_EXCERPT PROVIDED:_
# Conditional probability

Events can be independent, i.e., one event doesn't have any influence on other events. But the world is complex and we do have situations where the occurrence of one event affects the probability of another event occurring. That's the idea behind conditional probability. What's the probability of event A happening given that event B has happened?

## Sample space review

We know that in classical probability in the case of independent events the sample space is collectively exhausted, i. e., for a given experiment the sample space contains all the possible outcomes. When we think about conditional probability where events are dependent on others, the sample space is still collectively exhausted, but it goes through a review since the set for all possible outcomes for the dependent event can become smaller. 

As always let's visualize this.

374 people at a park were asked what was their favorite music style.

_EXERCISE DIRECTIONS:_
Please continue the conditional probability explanation from its last sentence, the one about the 374 people at a park.

_DATA:_
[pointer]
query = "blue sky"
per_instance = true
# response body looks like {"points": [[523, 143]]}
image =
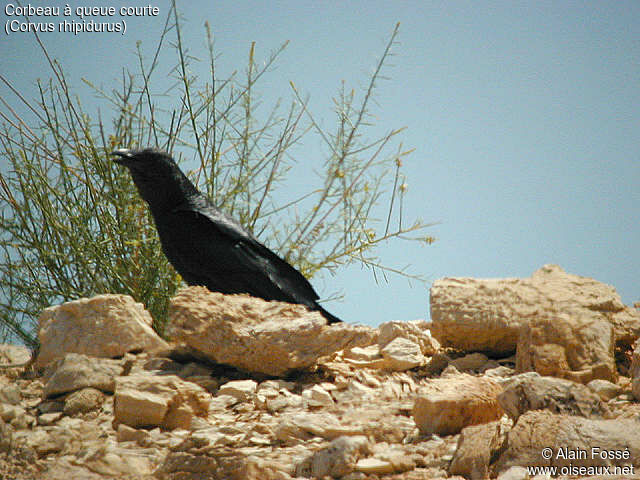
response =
{"points": [[524, 116]]}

_WRITTEN RESPONSE:_
| Favorite style | Female | Male | **Total** |
|----------------|--------|------|-----------|
| A: Rock        | 30     | 60   | 92        |
| B: Country     | 45     | 27   | 72        |
| C: Pop         | 64     | 39   | 103       |
| D: Classical   | 65     | 42   | 107       |
| **Total**      | 204    | 170  | 374       |


$$ P(A) = \frac{92}{374} = 0.2459 $$

$$ P(F) = \frac{204}{374} = 0.5454 $$

But here is an interesting thing, if you use the multiplicative law to check the probability of being a rock fan and a female you get:

$$ P(A \cap F) = P(A) P(F) = 0.2459 \times 0.5454 = 0.1341  $$

Which is not the probability we got from the table above. This means both events are not independent. Why they are not independent? Well, because to be a female rock fan one event depend on the other.

The language to express conditional probability is:

$$ P(A|F) $$

which means: given that the person is female what is the probability that the person is also a rock fan?

$$ P(A|F) = \frac{30}{204} = 0.1470 $$

As you can see the sample space is revised. The conditioning event (being a female) changes the sample space (374 people) to 204 (total female), and from that 204 female, we know that 30 are rock fans. Now what we do is take the relative frequency and calculate the conditional probability.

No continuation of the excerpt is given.